AIM OF THE TASK: Copy the stretch of the listing from the line containing "Every instance of the raised" through the line containing "x=143 y=111", substituting "timber" for "wooden" and keeping everything else unchanged.

EXERCISE DATA:
----------
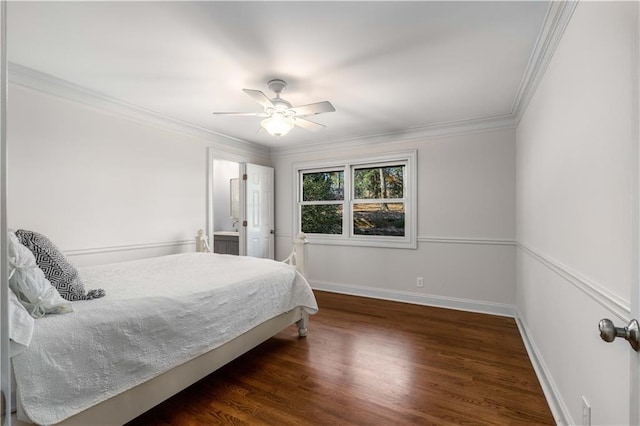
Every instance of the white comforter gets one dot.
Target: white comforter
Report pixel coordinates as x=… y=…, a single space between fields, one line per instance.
x=157 y=313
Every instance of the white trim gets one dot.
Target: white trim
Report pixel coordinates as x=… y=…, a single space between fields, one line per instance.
x=416 y=298
x=446 y=240
x=347 y=238
x=618 y=306
x=5 y=346
x=129 y=247
x=558 y=16
x=460 y=127
x=467 y=240
x=556 y=20
x=560 y=412
x=46 y=83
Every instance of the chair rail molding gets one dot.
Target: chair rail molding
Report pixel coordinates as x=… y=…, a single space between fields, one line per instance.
x=617 y=305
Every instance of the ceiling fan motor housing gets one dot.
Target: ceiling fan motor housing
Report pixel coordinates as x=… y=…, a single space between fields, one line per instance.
x=277 y=86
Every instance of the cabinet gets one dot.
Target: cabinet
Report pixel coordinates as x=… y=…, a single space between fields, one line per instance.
x=226 y=243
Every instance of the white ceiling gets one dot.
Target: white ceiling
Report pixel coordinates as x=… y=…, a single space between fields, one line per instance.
x=386 y=66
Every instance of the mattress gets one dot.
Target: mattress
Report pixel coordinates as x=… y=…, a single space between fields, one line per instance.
x=157 y=313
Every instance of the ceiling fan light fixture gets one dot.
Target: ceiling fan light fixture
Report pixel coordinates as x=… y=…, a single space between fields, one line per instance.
x=277 y=125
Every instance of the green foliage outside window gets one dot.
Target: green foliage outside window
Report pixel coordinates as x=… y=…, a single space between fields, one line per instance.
x=322 y=218
x=378 y=210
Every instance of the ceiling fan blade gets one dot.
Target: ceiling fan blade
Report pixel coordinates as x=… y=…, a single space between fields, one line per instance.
x=317 y=108
x=253 y=114
x=259 y=97
x=308 y=124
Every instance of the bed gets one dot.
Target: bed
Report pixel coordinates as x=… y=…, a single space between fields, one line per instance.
x=164 y=324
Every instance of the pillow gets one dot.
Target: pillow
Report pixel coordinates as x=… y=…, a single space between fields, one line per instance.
x=21 y=325
x=62 y=274
x=29 y=284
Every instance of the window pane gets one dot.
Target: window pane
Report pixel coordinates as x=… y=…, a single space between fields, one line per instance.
x=323 y=186
x=378 y=219
x=379 y=182
x=322 y=219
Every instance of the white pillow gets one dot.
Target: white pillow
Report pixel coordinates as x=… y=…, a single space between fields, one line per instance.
x=21 y=325
x=29 y=284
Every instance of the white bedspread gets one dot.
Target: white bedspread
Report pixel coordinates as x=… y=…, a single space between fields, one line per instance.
x=157 y=313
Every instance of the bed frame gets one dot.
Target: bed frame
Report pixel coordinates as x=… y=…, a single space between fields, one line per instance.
x=130 y=404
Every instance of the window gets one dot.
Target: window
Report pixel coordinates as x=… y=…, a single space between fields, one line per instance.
x=369 y=201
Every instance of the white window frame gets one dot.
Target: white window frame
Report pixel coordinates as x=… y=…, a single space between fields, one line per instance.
x=348 y=238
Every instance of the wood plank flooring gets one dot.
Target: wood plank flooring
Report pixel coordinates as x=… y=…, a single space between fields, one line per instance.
x=372 y=362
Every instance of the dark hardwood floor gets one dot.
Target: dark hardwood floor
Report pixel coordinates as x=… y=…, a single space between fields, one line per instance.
x=372 y=362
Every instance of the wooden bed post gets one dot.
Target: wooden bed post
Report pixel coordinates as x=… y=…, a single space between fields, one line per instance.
x=298 y=258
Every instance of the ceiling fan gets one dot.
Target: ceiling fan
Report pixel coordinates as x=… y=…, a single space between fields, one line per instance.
x=280 y=115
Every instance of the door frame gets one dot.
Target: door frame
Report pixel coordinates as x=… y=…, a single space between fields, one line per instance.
x=634 y=370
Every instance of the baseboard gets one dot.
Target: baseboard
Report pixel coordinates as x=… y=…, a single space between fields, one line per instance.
x=556 y=404
x=416 y=298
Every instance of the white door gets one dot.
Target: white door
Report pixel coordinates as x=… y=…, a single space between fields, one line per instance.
x=5 y=369
x=259 y=221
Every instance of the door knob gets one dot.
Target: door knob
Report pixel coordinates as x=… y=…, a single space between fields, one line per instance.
x=631 y=333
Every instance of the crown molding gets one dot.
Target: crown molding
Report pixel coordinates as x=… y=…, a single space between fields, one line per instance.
x=32 y=79
x=556 y=20
x=422 y=133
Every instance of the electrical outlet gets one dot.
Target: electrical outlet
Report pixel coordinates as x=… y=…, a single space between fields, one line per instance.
x=586 y=412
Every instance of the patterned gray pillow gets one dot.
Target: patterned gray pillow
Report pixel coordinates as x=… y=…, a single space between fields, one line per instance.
x=62 y=274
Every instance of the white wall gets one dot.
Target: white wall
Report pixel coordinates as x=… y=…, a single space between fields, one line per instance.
x=466 y=227
x=102 y=187
x=576 y=193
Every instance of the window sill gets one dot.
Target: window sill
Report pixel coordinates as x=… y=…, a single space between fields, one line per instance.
x=380 y=242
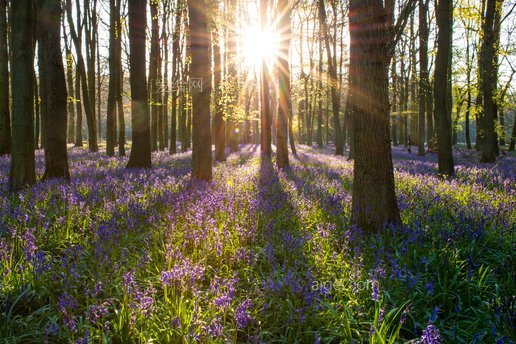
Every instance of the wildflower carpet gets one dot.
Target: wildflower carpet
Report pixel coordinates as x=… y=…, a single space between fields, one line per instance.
x=257 y=255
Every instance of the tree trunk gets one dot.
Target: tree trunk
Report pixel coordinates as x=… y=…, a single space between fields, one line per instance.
x=114 y=76
x=373 y=196
x=175 y=77
x=284 y=86
x=218 y=119
x=423 y=73
x=81 y=74
x=488 y=69
x=153 y=74
x=265 y=142
x=22 y=170
x=332 y=71
x=140 y=151
x=53 y=89
x=5 y=117
x=201 y=89
x=442 y=70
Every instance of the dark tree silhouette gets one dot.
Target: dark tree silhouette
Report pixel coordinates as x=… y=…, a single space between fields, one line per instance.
x=488 y=69
x=114 y=75
x=53 y=89
x=441 y=82
x=200 y=85
x=5 y=118
x=372 y=41
x=140 y=150
x=22 y=169
x=284 y=86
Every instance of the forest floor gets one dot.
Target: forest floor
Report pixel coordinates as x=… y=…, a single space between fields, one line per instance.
x=257 y=255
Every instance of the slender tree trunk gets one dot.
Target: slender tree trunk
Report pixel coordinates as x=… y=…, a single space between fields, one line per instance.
x=265 y=142
x=81 y=74
x=175 y=77
x=140 y=151
x=121 y=117
x=218 y=120
x=153 y=73
x=373 y=196
x=22 y=170
x=201 y=68
x=114 y=77
x=489 y=147
x=284 y=86
x=423 y=73
x=442 y=69
x=53 y=89
x=332 y=71
x=5 y=116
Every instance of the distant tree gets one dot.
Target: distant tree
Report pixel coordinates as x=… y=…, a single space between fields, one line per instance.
x=423 y=73
x=175 y=75
x=266 y=135
x=82 y=77
x=284 y=85
x=114 y=75
x=488 y=70
x=5 y=117
x=200 y=71
x=141 y=146
x=22 y=170
x=218 y=119
x=332 y=71
x=153 y=73
x=53 y=89
x=441 y=76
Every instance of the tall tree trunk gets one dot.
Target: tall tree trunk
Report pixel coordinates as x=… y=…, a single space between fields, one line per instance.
x=5 y=117
x=201 y=69
x=53 y=89
x=332 y=72
x=284 y=86
x=218 y=119
x=140 y=150
x=153 y=73
x=81 y=74
x=114 y=76
x=175 y=77
x=121 y=117
x=373 y=196
x=488 y=70
x=22 y=170
x=423 y=73
x=265 y=142
x=442 y=70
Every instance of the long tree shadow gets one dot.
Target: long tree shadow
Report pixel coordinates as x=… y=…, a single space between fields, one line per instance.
x=284 y=269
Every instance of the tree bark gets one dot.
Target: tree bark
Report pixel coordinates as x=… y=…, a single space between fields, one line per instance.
x=153 y=73
x=81 y=74
x=423 y=73
x=201 y=70
x=332 y=71
x=5 y=116
x=140 y=151
x=114 y=75
x=218 y=119
x=489 y=147
x=284 y=86
x=373 y=196
x=442 y=70
x=53 y=89
x=22 y=170
x=265 y=142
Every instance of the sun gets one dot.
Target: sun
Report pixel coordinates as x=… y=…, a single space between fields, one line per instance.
x=259 y=45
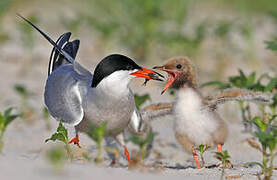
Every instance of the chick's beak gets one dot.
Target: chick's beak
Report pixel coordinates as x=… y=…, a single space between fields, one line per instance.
x=171 y=76
x=148 y=74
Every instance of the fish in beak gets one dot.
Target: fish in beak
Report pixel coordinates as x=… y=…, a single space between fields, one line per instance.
x=148 y=74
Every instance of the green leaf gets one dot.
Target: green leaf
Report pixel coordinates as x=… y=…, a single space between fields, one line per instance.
x=97 y=132
x=260 y=123
x=140 y=99
x=272 y=45
x=271 y=85
x=251 y=79
x=62 y=130
x=57 y=136
x=201 y=148
x=61 y=134
x=20 y=89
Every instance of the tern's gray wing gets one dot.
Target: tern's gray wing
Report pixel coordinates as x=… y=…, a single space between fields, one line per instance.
x=64 y=92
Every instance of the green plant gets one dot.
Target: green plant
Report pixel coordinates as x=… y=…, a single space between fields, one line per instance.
x=5 y=119
x=143 y=143
x=249 y=82
x=202 y=149
x=224 y=157
x=97 y=133
x=140 y=99
x=267 y=137
x=61 y=135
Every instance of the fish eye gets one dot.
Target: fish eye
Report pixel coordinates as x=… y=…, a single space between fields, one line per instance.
x=179 y=66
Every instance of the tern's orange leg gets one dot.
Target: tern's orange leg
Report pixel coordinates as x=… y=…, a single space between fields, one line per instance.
x=75 y=141
x=127 y=153
x=195 y=157
x=219 y=148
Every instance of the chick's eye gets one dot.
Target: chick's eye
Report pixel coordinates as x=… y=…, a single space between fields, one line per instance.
x=129 y=67
x=179 y=66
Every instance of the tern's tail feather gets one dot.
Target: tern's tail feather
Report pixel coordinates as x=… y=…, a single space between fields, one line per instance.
x=56 y=58
x=61 y=50
x=238 y=95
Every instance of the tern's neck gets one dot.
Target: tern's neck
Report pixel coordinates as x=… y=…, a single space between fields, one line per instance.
x=115 y=85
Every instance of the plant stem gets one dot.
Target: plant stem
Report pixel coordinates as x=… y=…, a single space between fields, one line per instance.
x=69 y=152
x=1 y=141
x=98 y=158
x=202 y=159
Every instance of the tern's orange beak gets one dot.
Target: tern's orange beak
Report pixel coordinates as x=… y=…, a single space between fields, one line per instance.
x=148 y=74
x=171 y=76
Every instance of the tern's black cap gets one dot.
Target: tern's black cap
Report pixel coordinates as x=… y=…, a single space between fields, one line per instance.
x=110 y=64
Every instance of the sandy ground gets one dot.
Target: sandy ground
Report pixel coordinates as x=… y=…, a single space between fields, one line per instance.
x=24 y=151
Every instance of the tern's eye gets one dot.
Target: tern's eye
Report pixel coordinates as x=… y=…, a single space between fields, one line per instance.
x=179 y=66
x=129 y=67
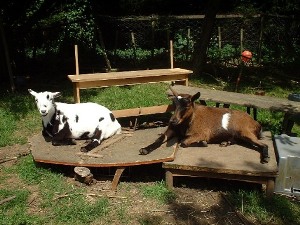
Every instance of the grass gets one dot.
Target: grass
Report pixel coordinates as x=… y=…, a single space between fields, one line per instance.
x=19 y=120
x=160 y=192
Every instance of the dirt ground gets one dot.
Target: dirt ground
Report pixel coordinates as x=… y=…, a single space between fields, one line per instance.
x=198 y=200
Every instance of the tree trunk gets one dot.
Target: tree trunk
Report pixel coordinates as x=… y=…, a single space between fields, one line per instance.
x=200 y=52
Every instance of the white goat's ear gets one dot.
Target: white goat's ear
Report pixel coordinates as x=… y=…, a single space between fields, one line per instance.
x=56 y=94
x=32 y=92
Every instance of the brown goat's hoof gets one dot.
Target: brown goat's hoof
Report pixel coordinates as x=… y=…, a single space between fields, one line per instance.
x=225 y=144
x=144 y=151
x=83 y=149
x=72 y=142
x=204 y=143
x=55 y=143
x=265 y=160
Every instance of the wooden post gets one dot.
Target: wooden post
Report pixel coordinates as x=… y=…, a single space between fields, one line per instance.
x=188 y=44
x=219 y=38
x=134 y=46
x=76 y=60
x=104 y=50
x=260 y=38
x=75 y=87
x=242 y=39
x=7 y=58
x=171 y=54
x=152 y=39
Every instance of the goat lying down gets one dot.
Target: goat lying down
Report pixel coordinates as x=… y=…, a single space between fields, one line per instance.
x=65 y=122
x=194 y=123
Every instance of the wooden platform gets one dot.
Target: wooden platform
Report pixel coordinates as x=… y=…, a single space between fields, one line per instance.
x=233 y=163
x=119 y=150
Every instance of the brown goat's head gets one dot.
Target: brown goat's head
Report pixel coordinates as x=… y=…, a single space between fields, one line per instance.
x=184 y=105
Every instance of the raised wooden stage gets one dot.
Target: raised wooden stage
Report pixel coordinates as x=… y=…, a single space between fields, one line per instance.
x=119 y=151
x=232 y=163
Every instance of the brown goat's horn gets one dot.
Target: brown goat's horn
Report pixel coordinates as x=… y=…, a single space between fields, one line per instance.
x=173 y=91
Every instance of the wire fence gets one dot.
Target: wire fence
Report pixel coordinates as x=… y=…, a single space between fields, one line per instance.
x=270 y=38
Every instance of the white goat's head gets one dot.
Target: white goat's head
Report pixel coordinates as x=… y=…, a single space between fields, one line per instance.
x=44 y=101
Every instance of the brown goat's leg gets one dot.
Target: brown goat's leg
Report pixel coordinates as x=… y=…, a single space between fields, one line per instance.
x=158 y=142
x=264 y=153
x=192 y=140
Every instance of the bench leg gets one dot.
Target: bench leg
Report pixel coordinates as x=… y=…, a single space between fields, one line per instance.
x=169 y=179
x=270 y=187
x=117 y=176
x=76 y=92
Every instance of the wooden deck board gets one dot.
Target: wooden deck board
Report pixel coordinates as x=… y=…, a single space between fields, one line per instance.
x=127 y=74
x=247 y=100
x=123 y=152
x=234 y=159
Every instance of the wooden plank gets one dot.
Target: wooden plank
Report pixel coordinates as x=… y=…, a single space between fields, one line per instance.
x=87 y=83
x=129 y=74
x=122 y=153
x=117 y=176
x=247 y=100
x=143 y=111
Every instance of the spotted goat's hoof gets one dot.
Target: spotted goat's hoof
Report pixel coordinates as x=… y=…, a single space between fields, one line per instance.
x=144 y=151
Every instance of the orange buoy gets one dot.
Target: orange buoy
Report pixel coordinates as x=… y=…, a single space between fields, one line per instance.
x=246 y=56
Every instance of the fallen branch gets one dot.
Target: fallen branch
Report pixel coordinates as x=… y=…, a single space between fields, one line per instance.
x=90 y=195
x=8 y=159
x=7 y=199
x=160 y=210
x=108 y=196
x=237 y=212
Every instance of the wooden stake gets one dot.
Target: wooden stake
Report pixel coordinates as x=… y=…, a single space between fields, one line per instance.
x=171 y=54
x=76 y=60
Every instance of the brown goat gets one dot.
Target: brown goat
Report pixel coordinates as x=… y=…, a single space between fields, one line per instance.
x=193 y=123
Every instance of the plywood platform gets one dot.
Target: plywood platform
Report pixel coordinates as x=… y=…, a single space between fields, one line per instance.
x=119 y=150
x=234 y=162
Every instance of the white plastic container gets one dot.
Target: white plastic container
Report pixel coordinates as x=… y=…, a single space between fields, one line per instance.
x=288 y=180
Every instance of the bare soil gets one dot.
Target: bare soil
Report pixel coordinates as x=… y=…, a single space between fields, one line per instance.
x=198 y=200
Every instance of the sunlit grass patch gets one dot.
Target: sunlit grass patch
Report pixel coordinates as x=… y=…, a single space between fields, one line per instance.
x=159 y=192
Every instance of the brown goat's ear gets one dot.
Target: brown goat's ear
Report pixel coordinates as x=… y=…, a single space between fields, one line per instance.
x=195 y=96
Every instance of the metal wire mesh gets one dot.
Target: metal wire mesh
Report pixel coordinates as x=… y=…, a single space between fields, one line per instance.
x=231 y=35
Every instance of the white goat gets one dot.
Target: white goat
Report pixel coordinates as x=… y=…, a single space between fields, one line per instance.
x=63 y=121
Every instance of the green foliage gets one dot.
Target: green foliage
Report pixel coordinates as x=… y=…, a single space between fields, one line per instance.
x=183 y=46
x=159 y=192
x=277 y=210
x=14 y=211
x=227 y=52
x=16 y=112
x=7 y=126
x=72 y=209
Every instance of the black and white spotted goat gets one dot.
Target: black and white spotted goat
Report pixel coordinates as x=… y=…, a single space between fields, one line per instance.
x=67 y=122
x=193 y=123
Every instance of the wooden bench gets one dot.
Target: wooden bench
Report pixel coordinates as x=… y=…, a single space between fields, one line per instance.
x=232 y=163
x=247 y=100
x=84 y=81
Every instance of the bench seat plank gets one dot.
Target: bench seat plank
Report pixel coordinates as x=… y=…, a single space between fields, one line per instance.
x=247 y=100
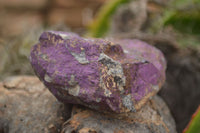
----------
SOLUTION:
Every instance of the raised timber stage gets one dot.
Target: raised timber stage
Report pixel coordinates as x=… y=…, a single space between fields, one line per instance.
x=119 y=151
x=232 y=163
Every instance of the brown goat's horn gets one dot.
Target: brown goat's horn
Report pixel coordinates as x=… y=…, a single space between fields, one line per instance.
x=173 y=91
Every instance of the wire fence gets one dot.
Target: wire fence
Report pixel coordinates as x=… y=…, a single space between fields, one line per instance.
x=270 y=38
Every instance of the white goat's head gets one dot.
Target: white goat's head
Report pixel coordinates as x=… y=…, a single space between fields, one line per instance.
x=44 y=101
Every instance of the brown goat's leg gets one dot.
Target: brown goat's leg
Report pixel coordinates as x=… y=…, a single space between fields, one line per instance.
x=158 y=142
x=264 y=153
x=192 y=140
Every instance of the bench leg gets one dot.
Target: bench leg
Report pixel coordinates as x=… y=…, a single space between fields, one line per instance.
x=169 y=179
x=270 y=187
x=117 y=176
x=76 y=92
Every instance of the timber deck board gets one dot.
Target: timber deck board
Report pixel coordinates as x=… y=…, a single space between fields, one line per instance.
x=127 y=74
x=247 y=100
x=123 y=152
x=234 y=159
Every instance of the timber plank gets one dot.
Target: timber plank
Report pixel coordinates as x=… y=…, a single space between fields, one line per instance.
x=87 y=83
x=129 y=74
x=122 y=153
x=117 y=176
x=247 y=100
x=143 y=111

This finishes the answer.